Direction 1: Reproduce the football mailbag passage below in full, word for word.

Passage shown:
+++

Steven Young also emailed with a question about the website, asking "what happened to that squad number competition you launched last summer. During your update a few months ago I was the projected winner. It would be nice to know the result because I'm going on holiday next week and one of your T-shirts would look well classy on the beaches of Slovakia." This was on 7 June, almost a month after competition maestro Andy Holt revealed that the winner was Grant Johnson. Do keep up, Steven! Looks like you weren't far off first place but I'm sure the Valkov beach volleyball is more than making up for the disappointment.
There's just about time for one more today, and we go out the way we came in with Boston United. Our final email this Tuesday is a poignant goodbye, posted not long after the season ended, by impsTALK not just the finest Pilgrims site on the web but one of the best football sites there is...
So farewell, Cod Almighty, farewell.
Farewell Diary. Farewell Tony Butcher and Factfile and Postbag it's been a crazy five years, but for us Pilgrims there is still no end in sight yet.

+++

Data provided:
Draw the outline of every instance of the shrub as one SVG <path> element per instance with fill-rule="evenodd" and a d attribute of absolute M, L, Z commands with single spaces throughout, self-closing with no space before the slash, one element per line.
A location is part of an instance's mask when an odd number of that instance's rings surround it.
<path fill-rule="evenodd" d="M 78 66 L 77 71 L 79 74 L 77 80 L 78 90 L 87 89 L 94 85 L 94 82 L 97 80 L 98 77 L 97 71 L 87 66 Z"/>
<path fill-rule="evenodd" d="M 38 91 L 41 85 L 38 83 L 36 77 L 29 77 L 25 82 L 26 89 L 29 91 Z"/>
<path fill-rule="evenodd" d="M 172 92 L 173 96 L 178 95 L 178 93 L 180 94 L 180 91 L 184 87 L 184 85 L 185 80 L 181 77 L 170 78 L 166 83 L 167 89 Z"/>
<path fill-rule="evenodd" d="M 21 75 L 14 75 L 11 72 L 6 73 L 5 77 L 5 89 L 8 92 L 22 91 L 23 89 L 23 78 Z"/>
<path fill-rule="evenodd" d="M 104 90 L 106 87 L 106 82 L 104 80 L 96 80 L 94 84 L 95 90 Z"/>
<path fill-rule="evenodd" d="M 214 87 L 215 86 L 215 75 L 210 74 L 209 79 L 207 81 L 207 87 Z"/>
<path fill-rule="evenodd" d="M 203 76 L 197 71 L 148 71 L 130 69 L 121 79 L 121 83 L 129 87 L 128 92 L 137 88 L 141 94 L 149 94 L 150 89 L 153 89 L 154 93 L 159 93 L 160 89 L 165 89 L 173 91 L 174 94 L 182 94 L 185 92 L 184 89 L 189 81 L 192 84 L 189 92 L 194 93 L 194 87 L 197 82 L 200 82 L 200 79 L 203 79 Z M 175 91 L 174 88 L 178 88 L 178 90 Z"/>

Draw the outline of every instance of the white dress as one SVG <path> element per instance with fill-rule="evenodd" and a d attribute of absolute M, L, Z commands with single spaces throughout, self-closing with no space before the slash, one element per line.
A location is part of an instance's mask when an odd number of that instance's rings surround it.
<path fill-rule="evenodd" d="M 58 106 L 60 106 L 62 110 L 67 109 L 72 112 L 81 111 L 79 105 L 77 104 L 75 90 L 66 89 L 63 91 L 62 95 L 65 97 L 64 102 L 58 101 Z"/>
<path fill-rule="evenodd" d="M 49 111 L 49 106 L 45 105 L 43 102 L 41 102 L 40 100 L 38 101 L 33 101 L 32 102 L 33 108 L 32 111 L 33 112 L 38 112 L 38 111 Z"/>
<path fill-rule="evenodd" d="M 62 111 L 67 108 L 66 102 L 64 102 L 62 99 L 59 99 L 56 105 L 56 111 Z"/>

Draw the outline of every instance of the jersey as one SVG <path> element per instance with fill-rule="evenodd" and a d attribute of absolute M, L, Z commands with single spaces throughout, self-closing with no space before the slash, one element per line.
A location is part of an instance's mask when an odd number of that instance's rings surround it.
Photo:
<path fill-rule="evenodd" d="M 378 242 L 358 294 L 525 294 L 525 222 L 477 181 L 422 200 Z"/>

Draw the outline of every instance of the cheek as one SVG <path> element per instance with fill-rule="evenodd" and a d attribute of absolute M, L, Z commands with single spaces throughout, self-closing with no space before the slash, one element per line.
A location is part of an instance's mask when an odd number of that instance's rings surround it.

+++

Direction 2: Copy out the rows above, starting at the first row and stopping after the row that contains "203 76 L 197", with both of those rows included.

Output 1:
Steven Young also emailed with a question about the website, asking "what happened to that squad number competition you launched last summer. During your update a few months ago I was the projected winner. It would be nice to know the result because I'm going on holiday next week and one of your T-shirts would look well classy on the beaches of Slovakia." This was on 7 June, almost a month after competition maestro Andy Holt revealed that the winner was Grant Johnson. Do keep up, Steven! Looks like you weren't far off first place but I'm sure the Valkov beach volleyball is more than making up for the disappointment.
There's just about time for one more today, and we go out the way we came in with Boston United. Our final email this Tuesday is a poignant goodbye, posted not long after the season ended, by impsTALK not just the finest Pilgrims site on the web but one of the best football sites there is...
So farewell, Cod Almighty, farewell.
Farewell Diary. Farewell Tony Butcher and Factfile and Postbag it's been a crazy five years, but for us Pilgrims there is still no end in sight yet.

Output 2:
Draw the outline of every instance of the shrub as one SVG <path> element per instance with fill-rule="evenodd" and a d attribute of absolute M, L, Z commands with single spaces throughout, self-closing with no space before the slash, one element per line.
A location is part of an instance's mask when an odd number of that instance's rings surround it.
<path fill-rule="evenodd" d="M 78 66 L 77 71 L 79 74 L 77 80 L 78 90 L 87 89 L 94 85 L 94 82 L 97 80 L 98 77 L 97 71 L 87 66 Z"/>
<path fill-rule="evenodd" d="M 38 91 L 41 85 L 38 83 L 36 77 L 29 77 L 25 82 L 26 89 L 29 91 Z"/>
<path fill-rule="evenodd" d="M 172 92 L 173 96 L 178 95 L 178 93 L 180 94 L 180 91 L 184 87 L 184 85 L 185 80 L 181 77 L 170 78 L 166 83 L 167 89 Z"/>
<path fill-rule="evenodd" d="M 21 75 L 14 75 L 11 72 L 6 73 L 5 77 L 5 89 L 8 92 L 22 91 L 23 89 L 23 78 Z"/>
<path fill-rule="evenodd" d="M 104 90 L 106 87 L 106 82 L 104 80 L 96 80 L 94 84 L 95 90 Z"/>
<path fill-rule="evenodd" d="M 214 87 L 215 86 L 215 75 L 210 74 L 209 79 L 207 81 L 207 87 Z"/>
<path fill-rule="evenodd" d="M 203 76 L 197 71 L 148 71 L 130 69 L 121 79 L 121 83 L 129 87 L 128 92 L 137 88 L 141 94 L 149 94 L 150 89 L 153 89 L 154 93 L 159 93 L 160 89 L 165 89 L 173 91 L 174 94 L 182 94 L 185 92 L 184 89 L 189 81 L 192 84 L 189 92 L 194 93 L 194 87 L 197 82 L 200 82 L 200 79 L 203 79 Z M 175 91 L 174 88 L 178 88 L 178 90 Z"/>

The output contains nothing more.